++++ Text extract

A magical mixture of Big Apple songs, a brilliant cast and jazzy arrangements.









By Joel Benjamin


As wonderful as the 92nd St. Y’s Lyrics & Lyricists programs usually are, New York: Songs of the City (Mar. 21-23) was something special, a golden cornucopia of songs about the Big Apple sung by an especially well-chosen, witty cast whose talents and personalities meshed. Host/Emcee Deborah Grace Winer’s narration was a smoothly perfect combination of information and entertaining.

Of course there were the expected songs—such as “Manhattan,” “Autumn in New York,” “Take the A Train,” etc.—but performed with unusual twists. “Manhattan” (Rodgers/Hart) had a winking, easygoing feel as Billy Stritch sang it. The Big Apple’s unofficial anthem, Kander & Ebb’s “New York, New York” wasn’t used as a finale as it usually is, but instead placed in the middle of Act I. It was slow, steady and passionate, taking Darius de Haas through a good portion of his big voice.   The actual finale, refreshingly, was the Bernstein, Comden & Green “New York, New York,” the “helluva town” number sung by the assembled cast.

What made this New York program different than others were the rarely heard numbers like the opening, “Call of the City” (Oscar Brown, Jr.) about the hypnotic lure of this city. LaTanya Hall had just the right combination of hauteur and sexiness. Another oddity, “Waiting for the B Train” (Christine Lavin), was a hilarious vignette about an event in a subway station handled with youthful zest by Jeffrey Schecter who also had a lovely duet with Leslie Kritzer in “Will You Still Be Mine?” (Matt Dennis/Tom Adair).

++++++++
++++ Supplied material

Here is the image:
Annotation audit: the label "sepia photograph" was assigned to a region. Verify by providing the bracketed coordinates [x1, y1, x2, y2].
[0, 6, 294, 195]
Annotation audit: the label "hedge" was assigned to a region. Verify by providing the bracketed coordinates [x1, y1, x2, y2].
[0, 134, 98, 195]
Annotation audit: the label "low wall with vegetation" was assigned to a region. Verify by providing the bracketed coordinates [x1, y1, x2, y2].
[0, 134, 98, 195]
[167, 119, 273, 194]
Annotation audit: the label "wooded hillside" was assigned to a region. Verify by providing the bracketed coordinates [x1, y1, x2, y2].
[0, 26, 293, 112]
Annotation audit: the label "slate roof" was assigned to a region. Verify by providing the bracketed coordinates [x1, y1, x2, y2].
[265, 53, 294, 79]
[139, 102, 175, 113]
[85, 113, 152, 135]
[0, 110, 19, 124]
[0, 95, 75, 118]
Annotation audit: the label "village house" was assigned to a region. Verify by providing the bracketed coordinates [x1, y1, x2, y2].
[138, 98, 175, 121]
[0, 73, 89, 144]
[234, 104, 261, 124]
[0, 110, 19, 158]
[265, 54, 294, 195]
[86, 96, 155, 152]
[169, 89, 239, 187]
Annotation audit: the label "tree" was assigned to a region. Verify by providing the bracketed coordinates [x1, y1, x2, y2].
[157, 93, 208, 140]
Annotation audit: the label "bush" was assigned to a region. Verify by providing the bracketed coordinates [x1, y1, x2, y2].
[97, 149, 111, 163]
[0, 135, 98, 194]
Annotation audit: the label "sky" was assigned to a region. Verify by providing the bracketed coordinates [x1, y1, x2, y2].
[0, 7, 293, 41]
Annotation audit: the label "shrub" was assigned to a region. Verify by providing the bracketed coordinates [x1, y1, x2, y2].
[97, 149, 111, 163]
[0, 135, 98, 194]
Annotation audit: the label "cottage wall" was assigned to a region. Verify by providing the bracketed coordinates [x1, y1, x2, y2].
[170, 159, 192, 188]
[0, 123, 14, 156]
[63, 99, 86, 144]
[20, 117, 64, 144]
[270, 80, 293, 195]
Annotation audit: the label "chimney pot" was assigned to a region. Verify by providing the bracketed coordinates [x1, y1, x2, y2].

++++++++

◆ Challenges:
A. From the concert review, copy the stretch from "What made this" through "(Matt Dennis/Tom Adair)." word for word.
B. Report every line of the listing that contains the string "wall".

◆ The replies:
A.
What made this New York program different than others were the rarely heard numbers like the opening, “Call of the City” (Oscar Brown, Jr.) about the hypnotic lure of this city. LaTanya Hall had just the right combination of hauteur and sexiness. Another oddity, “Waiting for the B Train” (Christine Lavin), was a hilarious vignette about an event in a subway station handled with youthful zest by Jeffrey Schecter who also had a lovely duet with Leslie Kritzer in “Will You Still Be Mine?” (Matt Dennis/Tom Adair).

B.
Annotation audit: the label "low wall with vegetation" was assigned to a region. Verify by providing the bracketed coordinates [x1, y1, x2, y2].
Annotation audit: the label "cottage wall" was assigned to a region. Verify by providing the bracketed coordinates [x1, y1, x2, y2].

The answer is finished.